=== PASSAGE ===
================================

« La pensée est le seul moyen de domestiquer la volonté de puissance » : philippe lemone LASER / L’ECHANGEUR

       
       

par Catherine Maussion

       
       

       

Philippe Lemoine à la CNIL. DR

       
       
       

Philippe
Lemoine, 58 ans, a débuté comme gauchiste, a poursuivi comme chercheur,
puis comme chef d’entreprise. Il est PDG de Laser, une société de
services, après avoir été coprésident des Galeries Lafayette, dont il a
épousé l’héritière.

Agitateur d’idées, il est président du Forum d’action modernités, président de la Fing
(Fondation Internet nouvelle génération) et membre de la Cnil
(Commission nationale de l’informatique et des libertés), dont il a
suivi de près les premiers pas. Il est convaincu qu’Internet est source
d’utopie et de nouvelle modernité, à condition que son usage
s’harmonise avec les exigences humaines.

Philippe Lemoine vient de publier la Nouvelle Origine
(éditions Nouveaux Débats publics), qui ouvre un débat vivifiant pour
un autre futur, dont la France pourrait être l’initiatrice.

Quel est le point de départ du débat d’idées que vous lancez avec la Nouvelle Origine ?

Je situe le point de départ à l’année 2002. Ma réflexion a une double raison. D’abord, il y eut l’Echangeur [centre européen de réflexion et de formation à Internet, ndlr],
un lieu de débat où nous travaillions sur l’idée de ­modernité. Nous
avons monté l’Echangeur au moment de l’enthousiasme autour de la bulle
Internet. Je me souvenais aussi d’avoir été à une époque l’assistant
d’Edgar Morin. Il disait : « Quand il y a de
l’enthousiasme quelque part, c’est un bon marqueur ­sociologique, c’est
un bon début pour entamer une réflexion. »
L’envie de comprendre un monde différent était là, mais pas les mots.

Et puis, il y a eu l’élection présidentielle, le choc
de Le Pen au second tour, et un sentiment encore plus fort de désarroi.
Il fallait absolument une réflexion sur ce que pourrait être un langage
ouvert sur une notion qui ne soit pas celle de progrès, mais qui
explique autrement la marche de l’Histoire. Nous n’avons pas de raison
d’être dans le no future. Nous n’avons pas raison
non plus d’en rester à la pensée développée en Allemagne, à partir de
l’idée de seconde modernité et de société du risque : cette idée que le
progrès des technologies peut créer des catastrophes. Ce travail de
réflexion, d’interpellation, aurait dû intéresser les mouvements
politiques. Ce ne fut pas le cas. D’où l’idée d’un livre qui reprenne
ces questions. Pour que tous les problèmes soient mis sur la table.

================================

=== DONNÉES ===
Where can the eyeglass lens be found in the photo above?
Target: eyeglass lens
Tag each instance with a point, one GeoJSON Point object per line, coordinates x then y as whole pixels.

================================

=== CONSIGNE ÉCRITE ===
Répondez aux questions suivantes sur l'entretien avec Philippe Lemoine :
(a) De quelle société Philippe Lemoine est-il PDG ?
(b) À quelle année situe-t-il le point de départ du débat d'idées lancé avec la Nouvelle Origine ?
(c) De qui se souvient-il avoir été l'assistant ?

=== RÉPONSE COMPLÈTE ===
(a) Il est PDG de Laser, une société de services.
(b) Il situe ce point de départ à l'année 2002.
(c) Il se souvient avoir été l'assistant d'Edgar Morin.